EXERCISE DESCRIPTION => The listing must be reproduced in full, exactly as it stands.

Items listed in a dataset
=-=-=

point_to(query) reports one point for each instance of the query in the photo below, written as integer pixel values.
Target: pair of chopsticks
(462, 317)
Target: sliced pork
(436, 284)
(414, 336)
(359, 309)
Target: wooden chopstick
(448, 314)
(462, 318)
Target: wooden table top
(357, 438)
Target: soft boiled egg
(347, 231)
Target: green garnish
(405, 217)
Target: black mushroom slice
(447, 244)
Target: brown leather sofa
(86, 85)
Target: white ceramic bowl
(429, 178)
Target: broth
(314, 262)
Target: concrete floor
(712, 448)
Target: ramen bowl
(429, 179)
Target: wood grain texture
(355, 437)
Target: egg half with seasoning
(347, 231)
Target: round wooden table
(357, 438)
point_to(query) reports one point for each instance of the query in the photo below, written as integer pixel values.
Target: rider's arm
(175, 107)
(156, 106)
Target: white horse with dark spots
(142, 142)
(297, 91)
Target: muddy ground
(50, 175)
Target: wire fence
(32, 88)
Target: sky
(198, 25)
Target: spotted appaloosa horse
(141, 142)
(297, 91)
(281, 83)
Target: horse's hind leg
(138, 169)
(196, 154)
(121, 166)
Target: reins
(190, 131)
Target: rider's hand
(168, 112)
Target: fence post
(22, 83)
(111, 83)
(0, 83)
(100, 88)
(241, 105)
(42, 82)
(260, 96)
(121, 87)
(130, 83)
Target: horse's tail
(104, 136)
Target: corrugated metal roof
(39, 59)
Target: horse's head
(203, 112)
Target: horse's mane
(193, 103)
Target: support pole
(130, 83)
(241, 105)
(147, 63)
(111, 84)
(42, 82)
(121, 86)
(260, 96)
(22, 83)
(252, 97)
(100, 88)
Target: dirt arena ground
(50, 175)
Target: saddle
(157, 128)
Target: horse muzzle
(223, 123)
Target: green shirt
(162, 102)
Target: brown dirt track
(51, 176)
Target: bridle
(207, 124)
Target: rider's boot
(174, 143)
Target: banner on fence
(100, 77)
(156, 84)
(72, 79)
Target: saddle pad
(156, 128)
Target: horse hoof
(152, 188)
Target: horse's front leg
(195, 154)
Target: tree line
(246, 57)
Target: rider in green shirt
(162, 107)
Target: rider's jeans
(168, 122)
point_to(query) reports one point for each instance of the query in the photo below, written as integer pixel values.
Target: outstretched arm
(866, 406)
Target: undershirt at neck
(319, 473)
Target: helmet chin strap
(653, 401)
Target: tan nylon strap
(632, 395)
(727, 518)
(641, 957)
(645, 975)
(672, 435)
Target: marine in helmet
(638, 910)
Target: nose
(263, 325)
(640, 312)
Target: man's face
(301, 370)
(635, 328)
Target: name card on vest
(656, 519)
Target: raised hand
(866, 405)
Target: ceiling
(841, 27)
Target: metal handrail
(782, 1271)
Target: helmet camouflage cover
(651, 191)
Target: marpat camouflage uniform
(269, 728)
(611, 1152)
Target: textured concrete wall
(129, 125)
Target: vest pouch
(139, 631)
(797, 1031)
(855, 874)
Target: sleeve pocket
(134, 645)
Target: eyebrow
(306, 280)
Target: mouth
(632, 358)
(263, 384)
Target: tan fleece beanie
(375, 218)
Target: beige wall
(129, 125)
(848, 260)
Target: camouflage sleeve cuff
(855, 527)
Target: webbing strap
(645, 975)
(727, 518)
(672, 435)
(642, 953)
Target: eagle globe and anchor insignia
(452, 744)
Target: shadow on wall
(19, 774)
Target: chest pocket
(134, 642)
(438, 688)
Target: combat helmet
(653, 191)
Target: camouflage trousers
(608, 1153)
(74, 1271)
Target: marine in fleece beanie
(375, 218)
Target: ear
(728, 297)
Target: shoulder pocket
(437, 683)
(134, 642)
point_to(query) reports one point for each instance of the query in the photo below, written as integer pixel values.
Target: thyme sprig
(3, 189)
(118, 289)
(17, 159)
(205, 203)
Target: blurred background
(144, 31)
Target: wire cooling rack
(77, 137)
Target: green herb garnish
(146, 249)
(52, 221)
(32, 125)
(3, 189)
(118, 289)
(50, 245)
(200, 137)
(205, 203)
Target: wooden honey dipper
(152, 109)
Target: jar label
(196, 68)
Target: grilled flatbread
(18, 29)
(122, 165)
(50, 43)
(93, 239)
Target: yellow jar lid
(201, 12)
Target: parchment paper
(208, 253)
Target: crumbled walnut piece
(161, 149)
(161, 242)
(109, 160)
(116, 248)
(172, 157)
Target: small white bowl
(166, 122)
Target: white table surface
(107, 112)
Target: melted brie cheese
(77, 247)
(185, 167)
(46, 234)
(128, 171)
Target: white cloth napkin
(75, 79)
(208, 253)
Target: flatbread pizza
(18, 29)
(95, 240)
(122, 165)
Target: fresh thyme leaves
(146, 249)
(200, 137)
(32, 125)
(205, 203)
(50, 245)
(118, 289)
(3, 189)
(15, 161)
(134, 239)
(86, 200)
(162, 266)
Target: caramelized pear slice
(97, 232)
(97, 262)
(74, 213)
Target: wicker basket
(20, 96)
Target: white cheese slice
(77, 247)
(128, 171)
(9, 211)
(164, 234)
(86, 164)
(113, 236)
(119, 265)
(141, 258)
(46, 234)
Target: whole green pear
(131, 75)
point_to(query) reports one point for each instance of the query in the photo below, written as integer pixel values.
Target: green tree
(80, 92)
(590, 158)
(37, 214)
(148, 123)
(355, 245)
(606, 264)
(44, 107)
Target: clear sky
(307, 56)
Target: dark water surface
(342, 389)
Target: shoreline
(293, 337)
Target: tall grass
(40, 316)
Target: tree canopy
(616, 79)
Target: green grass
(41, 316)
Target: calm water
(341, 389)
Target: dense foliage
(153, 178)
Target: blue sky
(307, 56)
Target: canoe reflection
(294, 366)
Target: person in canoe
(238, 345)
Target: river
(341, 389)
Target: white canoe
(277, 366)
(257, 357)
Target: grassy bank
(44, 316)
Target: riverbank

=-=-=

EXERCISE RESPONSE =>
point_to(query) reports one point for each instance of the query in the photo below, written as integer pixel values.
Target: pair of chopsticks
(462, 317)
Target: sliced pork
(436, 284)
(414, 336)
(359, 309)
Target: wooden chopstick
(448, 314)
(462, 318)
Target: wooden table top
(357, 438)
Target: soft boiled egg
(347, 231)
Target: green garnish
(405, 217)
Target: black mushroom slice
(447, 244)
Target: brown leather sofa
(86, 85)
Target: white ceramic bowl
(429, 178)
Target: broth
(314, 262)
Target: concrete floor
(712, 448)
Target: ramen bowl
(429, 179)
Target: wood grain texture
(355, 437)
Target: egg half with seasoning
(347, 231)
Target: round wooden table
(357, 438)
point_to(query) reports one point for each instance of the query in the photo below, written as integer pixel values.
Target: rider's arm
(175, 107)
(156, 106)
Target: white horse with dark spots
(142, 142)
(297, 91)
Target: muddy ground
(50, 175)
Target: wire fence
(32, 88)
Target: sky
(198, 25)
Target: spotted appaloosa horse
(141, 142)
(297, 91)
(281, 83)
Target: horse's hind leg
(138, 169)
(196, 154)
(121, 166)
Target: reins
(190, 131)
Target: rider's hand
(168, 112)
Target: fence post
(22, 83)
(111, 83)
(0, 83)
(100, 88)
(241, 105)
(42, 82)
(260, 96)
(121, 87)
(130, 83)
Target: horse's tail
(104, 136)
Target: corrugated metal roof
(39, 59)
Target: horse's head
(203, 112)
Target: horse's mane
(193, 103)
Target: support pole
(130, 83)
(241, 105)
(147, 63)
(111, 84)
(42, 82)
(121, 86)
(260, 96)
(22, 83)
(252, 97)
(100, 88)
Target: dirt arena ground
(50, 175)
Target: saddle
(157, 128)
Target: horse muzzle
(223, 123)
Target: green shirt
(162, 102)
Target: brown dirt track
(51, 176)
Target: bridle
(207, 124)
Target: rider's boot
(174, 143)
Target: banner on fence
(100, 77)
(156, 84)
(72, 79)
Target: saddle pad
(156, 128)
Target: horse hoof
(152, 188)
Target: horse's front leg
(195, 154)
Target: tree line
(246, 57)
Target: rider in green shirt
(162, 107)
Target: rider's jeans
(168, 122)
point_to(query) reports one point for each instance of the query in the photo below, written as integer pixel values.
Target: outstretched arm
(866, 406)
Target: undershirt at neck
(319, 473)
Target: helmet chin strap
(653, 401)
Target: tan nylon strap
(632, 395)
(727, 518)
(641, 957)
(645, 975)
(672, 435)
Target: marine in helmet
(638, 910)
Target: nose
(263, 325)
(640, 312)
Target: man's face
(301, 370)
(635, 328)
Target: name card on vest
(656, 519)
Target: raised hand
(866, 405)
Target: ceiling
(841, 27)
Target: metal handrail
(782, 1271)
Target: helmet camouflage cover
(651, 191)
Target: marpat camouflage uniform
(269, 728)
(611, 1152)
Target: textured concrete wall
(129, 125)
Target: vest pouch
(139, 631)
(797, 1031)
(855, 874)
Target: sleeve pocket
(134, 645)
Target: eyebrow
(306, 280)
Target: mouth
(632, 358)
(263, 384)
Target: tan fleece beanie
(375, 218)
Target: beige wall
(129, 125)
(848, 260)
Target: camouflage sleeve cuff
(855, 527)
Target: webbing strap
(645, 975)
(727, 518)
(672, 435)
(642, 953)
Target: eagle globe and anchor insignia
(452, 744)
Target: shadow on wall
(19, 774)
Target: chest pocket
(134, 642)
(438, 688)
Target: combat helmet
(653, 191)
Target: camouflage trousers
(608, 1153)
(74, 1271)
Target: marine in fleece beanie
(375, 218)
Target: ear
(728, 297)
Target: shoulder pocket
(437, 683)
(134, 642)
point_to(query) reports one point for each instance of the query in the photo below, written as integer pixel values.
Target: thyme sprig
(3, 189)
(118, 289)
(17, 159)
(205, 203)
Target: blurred background
(144, 31)
Target: wire cooling rack
(77, 137)
Target: green herb garnish
(146, 249)
(52, 221)
(32, 125)
(3, 189)
(118, 289)
(50, 245)
(200, 137)
(205, 203)
Target: wooden honey dipper
(152, 109)
Target: jar label
(196, 68)
Target: grilled flatbread
(18, 29)
(122, 165)
(50, 43)
(93, 239)
Target: yellow jar lid
(201, 12)
Target: parchment paper
(208, 253)
Target: crumbled walnut piece
(161, 149)
(161, 242)
(109, 160)
(116, 248)
(172, 157)
Target: small white bowl
(166, 122)
Target: white table surface
(107, 112)
Target: melted brie cheese
(77, 247)
(185, 167)
(46, 234)
(128, 171)
Target: white cloth napkin
(75, 79)
(208, 253)
Target: flatbread pizza
(18, 29)
(95, 240)
(122, 165)
Target: fresh thyme leaves
(146, 249)
(200, 137)
(32, 125)
(205, 203)
(50, 245)
(118, 289)
(3, 189)
(15, 161)
(134, 239)
(86, 200)
(162, 266)
Target: caramelized pear slice
(97, 232)
(97, 262)
(74, 213)
Target: wicker basket
(20, 96)
Target: white cheese slice
(77, 247)
(128, 171)
(9, 211)
(164, 234)
(86, 164)
(113, 236)
(119, 265)
(141, 258)
(46, 234)
Target: whole green pear
(131, 75)
point_to(query) reports one point for each instance of the query in the photo below, written as integer pixel values.
Target: green tree
(80, 92)
(590, 158)
(37, 214)
(148, 123)
(355, 245)
(606, 264)
(44, 107)
Target: clear sky
(307, 56)
Target: dark water surface
(342, 389)
Target: shoreline
(293, 337)
Target: tall grass
(40, 316)
Target: tree canopy
(616, 79)
Target: green grass
(41, 316)
Target: calm water
(341, 389)
Target: dense foliage
(153, 178)
Target: blue sky
(307, 56)
Target: canoe reflection
(294, 366)
Target: person in canoe
(238, 345)
Target: river
(341, 389)
Target: white canoe
(277, 366)
(257, 357)
Target: grassy bank
(44, 316)
Target: riverbank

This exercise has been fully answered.